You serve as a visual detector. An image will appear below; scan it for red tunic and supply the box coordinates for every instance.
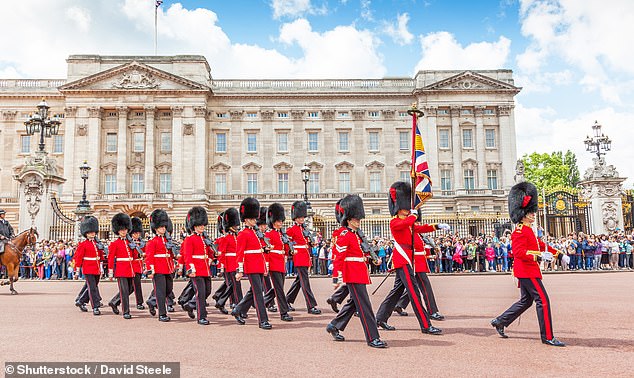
[222,232,239,273]
[107,237,138,278]
[183,233,212,277]
[145,235,175,274]
[331,226,346,276]
[511,224,558,279]
[131,238,144,274]
[390,215,437,272]
[74,239,104,276]
[335,228,370,284]
[286,223,311,267]
[236,227,267,274]
[215,235,226,270]
[265,229,288,273]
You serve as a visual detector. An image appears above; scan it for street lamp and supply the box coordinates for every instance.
[24,98,61,152]
[301,164,311,210]
[77,160,91,210]
[583,120,612,160]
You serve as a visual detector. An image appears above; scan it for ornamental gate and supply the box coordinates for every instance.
[539,189,591,237]
[623,190,633,231]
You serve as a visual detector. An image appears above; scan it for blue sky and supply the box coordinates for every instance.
[1,0,633,187]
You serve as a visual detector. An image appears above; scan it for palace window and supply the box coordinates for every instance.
[368,111,380,118]
[135,111,144,117]
[368,131,379,151]
[308,132,318,152]
[370,172,382,193]
[461,109,472,115]
[462,129,473,149]
[485,129,496,148]
[399,131,409,151]
[53,135,64,153]
[484,109,494,115]
[338,132,349,152]
[308,111,319,118]
[277,112,288,118]
[215,174,227,194]
[105,175,116,194]
[20,135,31,154]
[309,172,320,194]
[439,129,450,149]
[278,173,289,194]
[160,132,172,152]
[464,169,475,190]
[216,113,228,118]
[277,133,288,153]
[159,173,171,193]
[106,133,117,152]
[437,109,448,115]
[400,170,409,182]
[247,133,257,153]
[441,170,452,191]
[487,169,498,190]
[131,174,144,194]
[247,173,258,194]
[338,111,349,118]
[216,133,227,153]
[398,111,408,117]
[246,112,257,119]
[338,172,351,193]
[133,132,144,152]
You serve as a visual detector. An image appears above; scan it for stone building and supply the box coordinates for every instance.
[0,55,520,235]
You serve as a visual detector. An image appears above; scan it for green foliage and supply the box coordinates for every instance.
[521,150,581,189]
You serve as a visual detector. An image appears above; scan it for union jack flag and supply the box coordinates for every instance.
[410,109,433,209]
[156,0,163,7]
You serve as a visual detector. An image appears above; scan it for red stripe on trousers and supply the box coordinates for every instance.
[350,285,371,340]
[404,269,429,328]
[530,278,552,340]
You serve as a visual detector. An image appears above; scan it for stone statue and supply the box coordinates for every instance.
[583,157,619,180]
[24,177,43,222]
[514,160,525,183]
[601,201,619,231]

....

**Try it:**
Each entry is to be output exactly, and no picture is to appear.

**Solution to this task:**
You serve as a visual detector. An image will appear below; scan it for red tunic and supply the box coordinates for every instance.
[222,232,239,273]
[107,237,138,278]
[183,233,212,277]
[145,235,175,274]
[331,226,346,276]
[511,224,558,279]
[131,238,144,274]
[390,215,437,272]
[74,239,104,276]
[335,228,370,284]
[286,223,311,267]
[236,227,267,274]
[215,235,226,270]
[265,229,288,273]
You serve as a visual detector. An image appears above; scan it for street lamp and supply the box coordinates for every instance.
[24,98,61,152]
[301,164,311,210]
[77,160,91,210]
[583,120,612,160]
You serve as a visual detector. An image appears above; scan it for ornamental gate and supply the box coordinates for every instance.
[539,189,591,237]
[623,190,633,231]
You serve as a visual detector. An image appears above; scan it for blue sky and supply the box coordinates for every instance.
[1,0,633,187]
You serve as a visual detector. An image appears above; scan it for palace window and supply the box coordinates for every instance.
[368,111,380,118]
[135,111,144,117]
[368,131,379,151]
[308,132,318,152]
[370,172,382,193]
[461,109,472,115]
[462,129,473,149]
[485,129,496,148]
[399,131,409,151]
[53,135,64,153]
[484,109,494,115]
[338,132,349,152]
[308,111,319,118]
[277,112,288,118]
[215,174,227,194]
[105,175,116,194]
[20,135,31,154]
[309,172,320,194]
[439,129,450,149]
[278,173,289,194]
[160,132,172,152]
[464,169,475,190]
[216,113,228,118]
[277,133,288,153]
[159,173,171,193]
[106,133,117,152]
[437,109,448,115]
[400,170,409,182]
[247,133,257,153]
[441,170,452,191]
[487,169,498,190]
[131,174,144,194]
[247,173,258,194]
[338,111,349,118]
[216,133,227,153]
[398,111,408,117]
[246,112,257,119]
[338,172,351,193]
[133,132,144,152]
You serve as a visual detector. An image appears above; scan it for stone building and supply the box coordinates for every instance.
[0,55,520,235]
You serve as a visual detector. An image appears above; scan it for green foliage and supply the box coordinates for every instance.
[521,150,581,189]
You serve as a visual detector. An image appears above; scan it for union jack flag and supply the box coordinates for every instance.
[410,109,433,209]
[156,0,163,7]
You serve as a visual detector. An image appears above; scan it for red stripe on trousers and supply the box coordinates for every instance.
[350,285,371,340]
[404,269,429,328]
[530,278,552,340]
You serve as a visual detector. An image appears above; scan it for stone statue and supply the box coordinates for every instance.
[583,157,619,180]
[24,177,43,222]
[514,160,525,183]
[601,201,619,231]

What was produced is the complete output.